### 元の文章
════
また、将来的に色々なコンテンツでLBEを作りたいと思った時に、部屋に設置する高画質なLEDパネルと立体音響、さらには匂いの仕組みとか床の振動といったフォーマット的なものまで準備できれば、クリエイターが色々な体験を生み出してくれるのではないかと考えています。
麻倉 ソニーが持っている技術を集めて、コンテンツのクォリティを高めていく、そんな取り組みのように感じます。
高島 今回は、ニールがやりたいと考えている体験がまずあって、それに必要な技術としてどれを使うかという見極めも私がやりました。昨年の6月頃に東京に行き、ソニーの技術を20個ぐらい確認・体験して、そのうち6つぐらい選んだのです。その他は、既存の技術で定評のあるものを使うといった具合です。技術先行になってしまうと、まだ試作段階で完全でなかった場合に、LBEで得られる体験のレベルが下がってしまう可能性もありますから。
麻倉 LBEの空間を作る際に注意したことはありますか?
高島 今回は暗いシーンが多かったので、映像はプロジェクターではなくLEDを使いました。LEDで周囲を囲んで、次に立体音響を考えました。映像で囲まれている中で、右からモンスターの声がするといった体験は必要だと思ったからです。
麻倉 立体音響のフォーマットは?
高島 SIE傘下のAudiokinetic社のゲーム用立体音響制作環境を使い、360 Reality Audioの技術を通してLBE環境のスピーカー配置に合わせた音を出しています。
麻倉 そうでしたか。映像と音はソニーの技術でできちゃった感じですね。では、匂いの再現はどうしたのでしょう?
高島 ソニーのにおい提示技術を使っています。ゲームに出てくるクリッカーというモンスターは、キノコの胞子が人間に感染したという設定なので、キノコの匂いを何回かテストして、臭すぎない程度に出しています。
麻倉 キノコの匂いがしたら、そのモンスターが近くにいると。
高島 懐中電灯で照らさないと敵が見つからないという状態で、匂いだけ先に来るんですよ。ゲームの匂いというものは今まで存在しなかった機能なので、ぜひ体験していただきたいですね。
コントローラーは試作機でして、今回のデモではあまり頑張らなくても動くようにしていますが、本来はしっかり握って手を振るとショットガンに弾を装填できるとか、色々な持ち方をすることで多様な使い方ができるコントローラーを考えました。
麻倉 コントローラーはゲーム用ですよね。
高島 ソニー株式会社とソニー・インタラクティブエンタテインメントがユニバーサルコントローラーを共同研究していて、今回は完成度の高い社内実験用の試作品を活用しました。プレイステーション用とも違い、握りしめたら何かが起こるといったことも技術的には実現可能なのですが、今回はそこまでの機能は使っていません。
麻倉 LBEを含めたコンテンツ展開について、どういう普及活動をお考えなのでしょう?
════
### 手元のデータ
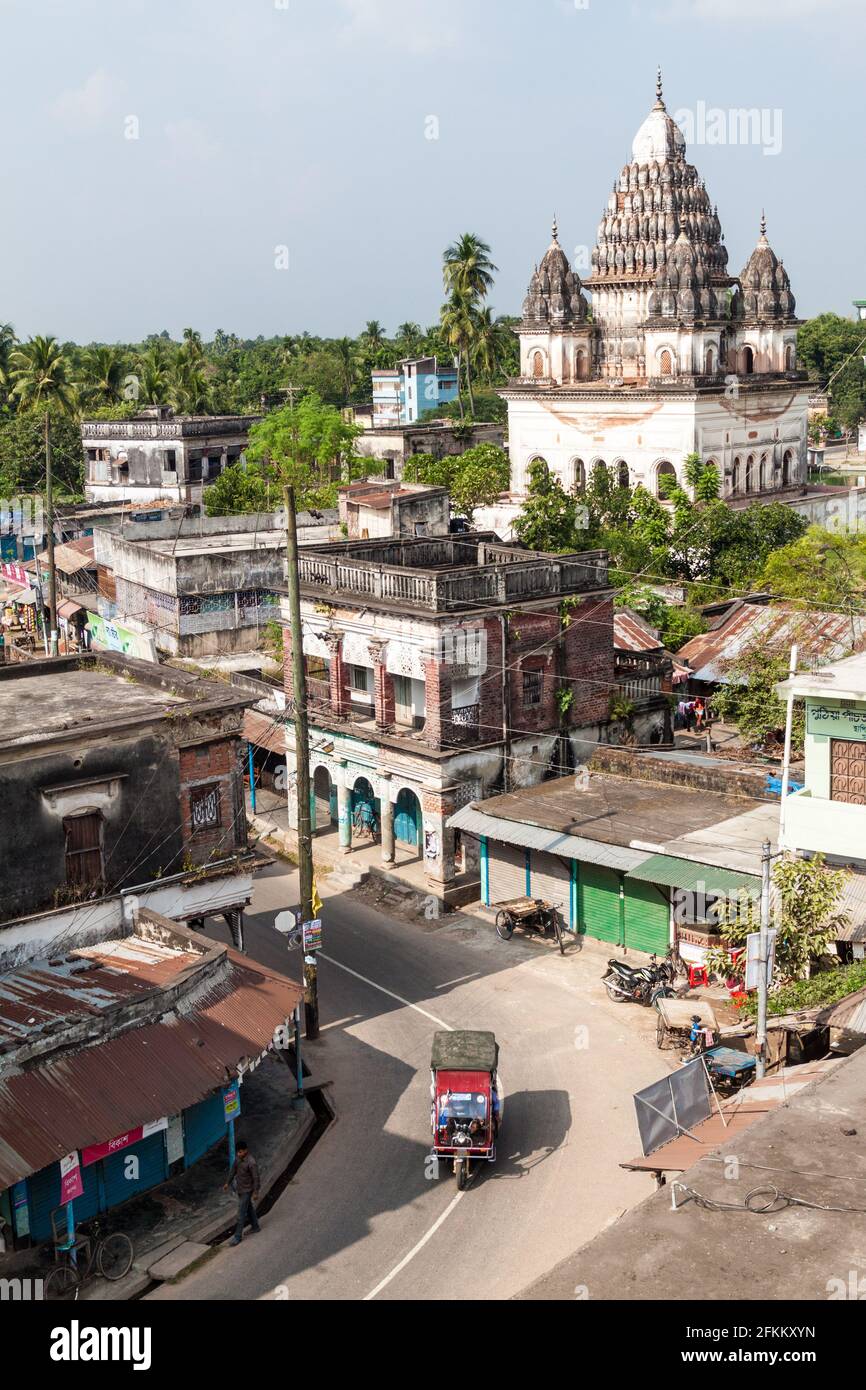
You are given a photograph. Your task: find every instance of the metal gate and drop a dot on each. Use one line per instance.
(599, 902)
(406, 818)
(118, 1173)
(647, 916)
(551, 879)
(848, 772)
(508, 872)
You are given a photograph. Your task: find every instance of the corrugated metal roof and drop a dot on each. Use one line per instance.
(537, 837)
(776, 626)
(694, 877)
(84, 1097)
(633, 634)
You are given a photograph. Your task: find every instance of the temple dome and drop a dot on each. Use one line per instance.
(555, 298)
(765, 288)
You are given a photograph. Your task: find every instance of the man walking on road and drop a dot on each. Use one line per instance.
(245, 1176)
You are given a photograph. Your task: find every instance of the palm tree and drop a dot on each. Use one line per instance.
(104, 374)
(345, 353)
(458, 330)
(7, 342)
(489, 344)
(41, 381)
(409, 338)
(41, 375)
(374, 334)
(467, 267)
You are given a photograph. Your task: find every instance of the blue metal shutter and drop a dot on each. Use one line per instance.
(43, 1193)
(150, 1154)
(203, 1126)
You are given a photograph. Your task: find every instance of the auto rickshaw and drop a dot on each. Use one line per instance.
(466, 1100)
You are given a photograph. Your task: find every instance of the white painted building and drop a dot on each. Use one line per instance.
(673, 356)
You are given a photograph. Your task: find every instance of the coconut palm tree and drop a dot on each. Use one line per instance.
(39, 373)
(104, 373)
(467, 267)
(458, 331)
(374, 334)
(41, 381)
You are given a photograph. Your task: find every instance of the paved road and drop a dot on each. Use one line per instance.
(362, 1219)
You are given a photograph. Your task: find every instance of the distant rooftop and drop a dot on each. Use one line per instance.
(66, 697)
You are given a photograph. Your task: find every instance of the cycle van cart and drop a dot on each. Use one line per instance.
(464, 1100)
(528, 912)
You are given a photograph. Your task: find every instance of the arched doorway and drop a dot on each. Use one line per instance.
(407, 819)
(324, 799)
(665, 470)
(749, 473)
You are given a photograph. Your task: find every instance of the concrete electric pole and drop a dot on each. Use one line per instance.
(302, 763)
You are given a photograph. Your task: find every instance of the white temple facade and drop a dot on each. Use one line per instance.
════
### やること
1. LBEについての対談では、映像にプロジェクターではなくLEDを使ったのはなぜだと言っていますか。
2. LBEについての対談を、最後の発言のあとから書き進めてください。
このデータは、別のところから集めたものです。

### 書いた答え
1. 暗いシーンが多かったからです。

2.
高島 今回の展示は、こういう技術を組み合わせれば、こういったLBEコンテンツが制作できますということをご覧いただこうというものでした。今後は皆さんからのフィードバックをいただいて、一緒に何かやりたいIPなどがあれば、具体的なお話を進めて行きたいと思います。
麻倉 今後は、他社のIPでコンテンツを作って展示するといったことも考えられますね。
高島 将来的にはそういった展開もあるでしょう。こういうフォーマットで、こういう環境でLBEをやろうといった風潮が広がっていくように活動していきます。
麻倉 LBEのためにも、色々な業種、世代の人を巻き込んでいくべきでしょうね。
高島 これが標準になってくれれば、昼間は子供向けのコンテンツを上映して、夜はちょっと怖い、大人向けの体験といった具合に、同じシステムを色々な用途で使えるかもしれません。あるいはお客さんがボタンを押すと、自分がやりたい体験を選べるようにもできるでしょう。
麻倉 将来的には、テーマパークだったり、ショッピングモールのアトラクションだったりといった感じで、LBEが社会のあちこちに散らばっていくようなイメージをお考えなのでしょうか。
高島 体験スペースがもうちょっと小型にできれば、ショッピングモールの集客のひとつの要素にできるかもしれません。ソニー・ピクチャーズはIPをショッピングモールにライセンスすることもありますので、いかに人をそこに呼ぶか、そのためのツールとしてLBEを考えられます。
本当に強いIPだったら、映画やゲームにバラバラに取り組んだとしてもビジネスになるかもしれません。しかしこれからファン層を広げなければいけないIPの場合は、映画、ゲーム、LBEといった順番で一年おきにやっていたのでは、旬を過ぎてしまいます。今後はいかにIPが盛り上がっているタイミングで複数の楽しみ方を提供できるかが重要になります。
麻倉 確かに流行が終わってからでは意味がありませんからね。
高島 IPを複数のコンテンツとして提供することで、それぞれがビジネスとして成り立っていったらいいと思います。そのためにゲームエンジンでまとめて素材を作っておけば、3つ、4つの出口にも運用できるし、クリエイティブな視点も全分野で反映できるというメリットもあります。
麻倉 ベースとなる部分をすべてゲームエンジンで制作できる点がすごく大きいんですね。
高島 そうですね。LBEにかかわる技術をゲームエンジンに集約したことで、一括した運用の実現可能性が高くなったと思います。
麻倉 十時裕樹社長は、IP360という言い方をされていますが、これはそのひとつになるのでしょうか?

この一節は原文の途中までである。